> [Written problem]:
From the listing below, extract each line that contains the string "outline". Matching is case-sensitive.

> [Source material]:
# # # # #

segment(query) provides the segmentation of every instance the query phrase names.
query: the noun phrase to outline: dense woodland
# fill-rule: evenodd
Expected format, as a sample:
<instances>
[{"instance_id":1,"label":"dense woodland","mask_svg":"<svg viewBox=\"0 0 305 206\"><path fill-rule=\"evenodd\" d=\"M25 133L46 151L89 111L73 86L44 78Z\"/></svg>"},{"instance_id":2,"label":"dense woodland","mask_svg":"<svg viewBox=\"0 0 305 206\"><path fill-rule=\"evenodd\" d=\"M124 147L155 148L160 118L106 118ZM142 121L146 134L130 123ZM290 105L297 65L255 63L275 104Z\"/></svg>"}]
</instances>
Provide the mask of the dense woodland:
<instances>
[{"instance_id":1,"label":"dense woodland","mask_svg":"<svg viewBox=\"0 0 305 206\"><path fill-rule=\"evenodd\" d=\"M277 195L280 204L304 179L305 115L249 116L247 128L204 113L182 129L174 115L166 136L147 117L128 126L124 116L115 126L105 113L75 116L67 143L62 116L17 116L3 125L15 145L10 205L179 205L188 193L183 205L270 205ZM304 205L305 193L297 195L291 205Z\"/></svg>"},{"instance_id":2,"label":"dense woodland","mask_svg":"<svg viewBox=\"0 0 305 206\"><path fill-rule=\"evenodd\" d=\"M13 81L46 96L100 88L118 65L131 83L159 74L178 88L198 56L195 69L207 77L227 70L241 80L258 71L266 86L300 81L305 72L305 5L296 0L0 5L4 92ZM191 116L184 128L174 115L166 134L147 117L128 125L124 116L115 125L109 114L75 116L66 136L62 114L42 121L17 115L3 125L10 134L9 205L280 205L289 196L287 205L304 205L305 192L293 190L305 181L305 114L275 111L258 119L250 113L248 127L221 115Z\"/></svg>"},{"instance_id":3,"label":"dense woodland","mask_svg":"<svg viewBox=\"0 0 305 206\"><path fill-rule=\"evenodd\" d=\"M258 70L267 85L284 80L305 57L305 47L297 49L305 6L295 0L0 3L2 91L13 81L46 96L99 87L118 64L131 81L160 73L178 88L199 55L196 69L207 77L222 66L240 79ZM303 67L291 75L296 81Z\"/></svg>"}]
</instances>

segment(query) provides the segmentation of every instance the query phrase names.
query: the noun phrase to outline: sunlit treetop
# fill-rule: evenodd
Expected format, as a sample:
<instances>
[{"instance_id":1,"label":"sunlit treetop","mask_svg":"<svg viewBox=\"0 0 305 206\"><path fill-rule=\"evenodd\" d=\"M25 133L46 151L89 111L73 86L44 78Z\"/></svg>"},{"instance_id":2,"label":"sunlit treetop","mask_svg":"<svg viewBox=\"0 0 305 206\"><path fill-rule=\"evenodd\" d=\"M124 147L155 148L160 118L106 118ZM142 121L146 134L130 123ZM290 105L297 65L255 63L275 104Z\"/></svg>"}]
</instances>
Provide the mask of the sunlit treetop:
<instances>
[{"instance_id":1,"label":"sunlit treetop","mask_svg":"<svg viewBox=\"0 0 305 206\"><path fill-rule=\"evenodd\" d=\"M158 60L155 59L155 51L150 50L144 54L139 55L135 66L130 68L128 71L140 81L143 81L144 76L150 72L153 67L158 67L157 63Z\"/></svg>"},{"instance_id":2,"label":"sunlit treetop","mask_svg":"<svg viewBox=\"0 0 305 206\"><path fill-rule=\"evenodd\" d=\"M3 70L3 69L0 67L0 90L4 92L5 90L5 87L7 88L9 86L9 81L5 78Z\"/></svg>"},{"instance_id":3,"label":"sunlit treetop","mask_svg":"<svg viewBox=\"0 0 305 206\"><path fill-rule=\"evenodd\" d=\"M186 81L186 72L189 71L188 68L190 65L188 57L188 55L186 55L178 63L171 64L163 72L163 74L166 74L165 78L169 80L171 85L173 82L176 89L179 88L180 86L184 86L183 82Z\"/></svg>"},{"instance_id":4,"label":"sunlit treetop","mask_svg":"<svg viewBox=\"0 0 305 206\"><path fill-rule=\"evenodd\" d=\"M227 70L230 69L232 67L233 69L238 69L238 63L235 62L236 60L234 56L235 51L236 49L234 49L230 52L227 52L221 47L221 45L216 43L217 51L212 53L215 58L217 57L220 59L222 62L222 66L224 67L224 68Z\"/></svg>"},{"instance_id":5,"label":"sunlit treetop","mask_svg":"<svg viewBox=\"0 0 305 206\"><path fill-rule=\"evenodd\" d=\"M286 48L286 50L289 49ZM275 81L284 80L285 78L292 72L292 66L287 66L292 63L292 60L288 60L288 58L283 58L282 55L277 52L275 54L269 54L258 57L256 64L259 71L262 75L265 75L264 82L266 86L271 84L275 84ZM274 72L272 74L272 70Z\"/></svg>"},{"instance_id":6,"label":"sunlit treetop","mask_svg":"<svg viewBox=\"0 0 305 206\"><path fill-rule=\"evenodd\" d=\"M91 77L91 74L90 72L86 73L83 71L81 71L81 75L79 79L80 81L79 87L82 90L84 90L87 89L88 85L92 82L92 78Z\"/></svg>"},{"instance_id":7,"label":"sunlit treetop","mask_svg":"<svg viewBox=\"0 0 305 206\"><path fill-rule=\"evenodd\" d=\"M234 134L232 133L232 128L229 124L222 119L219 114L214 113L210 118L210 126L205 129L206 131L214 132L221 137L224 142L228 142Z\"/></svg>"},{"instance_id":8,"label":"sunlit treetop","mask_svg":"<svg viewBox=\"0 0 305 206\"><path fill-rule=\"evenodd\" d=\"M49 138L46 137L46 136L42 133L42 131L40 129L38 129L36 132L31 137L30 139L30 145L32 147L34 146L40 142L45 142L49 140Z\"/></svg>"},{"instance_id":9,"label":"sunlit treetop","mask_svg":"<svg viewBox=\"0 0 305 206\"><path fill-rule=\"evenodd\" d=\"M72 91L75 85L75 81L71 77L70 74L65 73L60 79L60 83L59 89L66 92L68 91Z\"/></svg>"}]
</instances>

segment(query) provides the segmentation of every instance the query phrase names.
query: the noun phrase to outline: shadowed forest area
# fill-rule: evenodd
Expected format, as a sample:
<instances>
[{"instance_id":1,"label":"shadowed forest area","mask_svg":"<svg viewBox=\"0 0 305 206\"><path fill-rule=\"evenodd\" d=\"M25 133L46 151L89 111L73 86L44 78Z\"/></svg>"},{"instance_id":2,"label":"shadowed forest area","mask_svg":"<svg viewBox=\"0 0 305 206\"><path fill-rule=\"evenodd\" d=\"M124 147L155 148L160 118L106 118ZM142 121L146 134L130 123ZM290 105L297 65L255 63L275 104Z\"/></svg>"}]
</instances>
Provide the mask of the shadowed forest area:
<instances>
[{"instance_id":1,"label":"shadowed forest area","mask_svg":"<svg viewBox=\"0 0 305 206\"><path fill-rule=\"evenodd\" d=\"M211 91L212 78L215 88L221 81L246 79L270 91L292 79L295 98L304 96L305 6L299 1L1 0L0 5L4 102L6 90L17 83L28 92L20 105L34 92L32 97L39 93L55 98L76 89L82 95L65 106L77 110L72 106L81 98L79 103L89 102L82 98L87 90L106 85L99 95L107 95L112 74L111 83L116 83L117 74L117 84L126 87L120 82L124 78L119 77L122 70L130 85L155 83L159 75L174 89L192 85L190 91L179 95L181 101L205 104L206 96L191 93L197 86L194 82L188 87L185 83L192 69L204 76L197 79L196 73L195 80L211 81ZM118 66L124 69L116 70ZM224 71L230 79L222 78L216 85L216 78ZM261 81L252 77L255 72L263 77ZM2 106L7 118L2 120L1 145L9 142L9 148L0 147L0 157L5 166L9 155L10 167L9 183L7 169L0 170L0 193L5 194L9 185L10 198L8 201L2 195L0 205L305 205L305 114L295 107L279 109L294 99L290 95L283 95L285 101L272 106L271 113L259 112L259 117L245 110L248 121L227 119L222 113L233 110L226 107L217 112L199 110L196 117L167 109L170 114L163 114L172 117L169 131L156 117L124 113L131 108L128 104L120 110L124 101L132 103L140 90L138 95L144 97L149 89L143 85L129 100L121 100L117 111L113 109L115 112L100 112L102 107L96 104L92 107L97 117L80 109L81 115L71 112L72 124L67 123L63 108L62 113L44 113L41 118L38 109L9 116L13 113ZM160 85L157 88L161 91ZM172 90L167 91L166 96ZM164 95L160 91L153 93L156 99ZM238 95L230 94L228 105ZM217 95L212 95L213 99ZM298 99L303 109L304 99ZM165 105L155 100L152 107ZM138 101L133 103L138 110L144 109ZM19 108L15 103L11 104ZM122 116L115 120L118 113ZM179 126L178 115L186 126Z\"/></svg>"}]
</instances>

# # # # #

> [Output below]:
query: the noun phrase to outline: dense woodland
query: the noun phrase to outline: sunlit treetop
query: the noun phrase to outline: shadowed forest area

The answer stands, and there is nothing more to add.